Data for processing:
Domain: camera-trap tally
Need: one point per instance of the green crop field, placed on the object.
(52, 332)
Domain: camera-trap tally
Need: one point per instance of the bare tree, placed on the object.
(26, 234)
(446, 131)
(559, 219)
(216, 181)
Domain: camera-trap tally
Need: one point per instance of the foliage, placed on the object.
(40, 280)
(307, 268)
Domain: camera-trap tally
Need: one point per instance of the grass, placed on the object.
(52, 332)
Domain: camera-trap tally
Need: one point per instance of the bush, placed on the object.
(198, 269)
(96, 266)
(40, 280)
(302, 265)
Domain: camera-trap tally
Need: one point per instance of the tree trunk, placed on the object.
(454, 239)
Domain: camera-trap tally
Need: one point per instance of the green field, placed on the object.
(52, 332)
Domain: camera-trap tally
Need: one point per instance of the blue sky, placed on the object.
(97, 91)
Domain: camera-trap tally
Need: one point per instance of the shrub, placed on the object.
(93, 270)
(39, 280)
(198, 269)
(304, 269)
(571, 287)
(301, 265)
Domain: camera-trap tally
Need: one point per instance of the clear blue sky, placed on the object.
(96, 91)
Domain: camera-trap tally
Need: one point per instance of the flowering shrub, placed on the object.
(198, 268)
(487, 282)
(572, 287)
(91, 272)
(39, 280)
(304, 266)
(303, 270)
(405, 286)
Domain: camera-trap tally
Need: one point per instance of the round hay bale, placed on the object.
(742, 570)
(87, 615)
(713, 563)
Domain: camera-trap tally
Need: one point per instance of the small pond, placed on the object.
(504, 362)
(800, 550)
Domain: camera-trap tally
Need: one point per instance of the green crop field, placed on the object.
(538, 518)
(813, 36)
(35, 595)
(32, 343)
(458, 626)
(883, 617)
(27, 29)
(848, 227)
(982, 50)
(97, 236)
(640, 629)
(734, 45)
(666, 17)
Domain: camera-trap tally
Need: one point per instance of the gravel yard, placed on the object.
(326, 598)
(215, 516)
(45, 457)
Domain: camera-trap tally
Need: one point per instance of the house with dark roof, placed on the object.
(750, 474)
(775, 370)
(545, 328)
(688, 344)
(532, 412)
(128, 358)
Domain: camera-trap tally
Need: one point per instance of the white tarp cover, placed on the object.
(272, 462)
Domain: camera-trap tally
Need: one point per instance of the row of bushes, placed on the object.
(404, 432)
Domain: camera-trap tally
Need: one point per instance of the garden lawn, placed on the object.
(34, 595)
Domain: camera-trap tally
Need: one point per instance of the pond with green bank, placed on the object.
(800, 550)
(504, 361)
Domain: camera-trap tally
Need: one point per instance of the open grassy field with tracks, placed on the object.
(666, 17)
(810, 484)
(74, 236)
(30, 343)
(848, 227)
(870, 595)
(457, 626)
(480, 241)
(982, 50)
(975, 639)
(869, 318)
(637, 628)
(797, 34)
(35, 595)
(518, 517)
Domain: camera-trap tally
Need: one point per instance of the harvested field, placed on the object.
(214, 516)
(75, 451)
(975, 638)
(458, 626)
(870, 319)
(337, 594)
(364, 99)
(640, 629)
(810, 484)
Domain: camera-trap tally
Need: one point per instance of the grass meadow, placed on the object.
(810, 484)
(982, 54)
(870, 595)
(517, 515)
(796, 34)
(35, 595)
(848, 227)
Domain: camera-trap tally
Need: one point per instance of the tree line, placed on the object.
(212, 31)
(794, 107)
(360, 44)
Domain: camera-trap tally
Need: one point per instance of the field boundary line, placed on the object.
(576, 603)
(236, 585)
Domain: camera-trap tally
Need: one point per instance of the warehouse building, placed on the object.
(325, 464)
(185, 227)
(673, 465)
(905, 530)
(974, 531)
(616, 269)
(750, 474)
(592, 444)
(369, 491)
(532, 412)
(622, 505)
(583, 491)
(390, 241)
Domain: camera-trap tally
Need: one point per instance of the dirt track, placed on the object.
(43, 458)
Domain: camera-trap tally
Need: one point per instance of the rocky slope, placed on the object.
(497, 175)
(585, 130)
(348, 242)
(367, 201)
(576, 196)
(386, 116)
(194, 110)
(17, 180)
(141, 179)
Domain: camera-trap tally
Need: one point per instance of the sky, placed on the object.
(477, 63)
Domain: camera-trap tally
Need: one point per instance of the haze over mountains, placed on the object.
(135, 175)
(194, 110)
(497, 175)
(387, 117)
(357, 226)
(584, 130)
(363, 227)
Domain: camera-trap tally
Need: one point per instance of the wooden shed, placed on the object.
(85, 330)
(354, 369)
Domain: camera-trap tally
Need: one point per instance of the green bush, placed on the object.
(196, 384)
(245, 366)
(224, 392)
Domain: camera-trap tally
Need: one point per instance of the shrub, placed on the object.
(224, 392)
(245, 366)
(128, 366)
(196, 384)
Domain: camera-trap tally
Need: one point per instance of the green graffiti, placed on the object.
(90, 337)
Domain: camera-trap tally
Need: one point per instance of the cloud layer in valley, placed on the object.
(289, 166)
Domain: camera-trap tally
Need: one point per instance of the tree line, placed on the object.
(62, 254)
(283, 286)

Work instructions: Pull out every line in the entries above that contains the word "green".

Exercise answer:
Need: one point per instance of the green crop field, placed on the object.
Need: one point per instance of the green field, placed on the object.
Need: one point per instance of the green crop field, placed on the object.
Need: one point per instance of the pond with green bank, placed on the object.
Need: one point per instance of the green bush, placed on the object.
Need: one point per instance of the green graffiti, placed on the object.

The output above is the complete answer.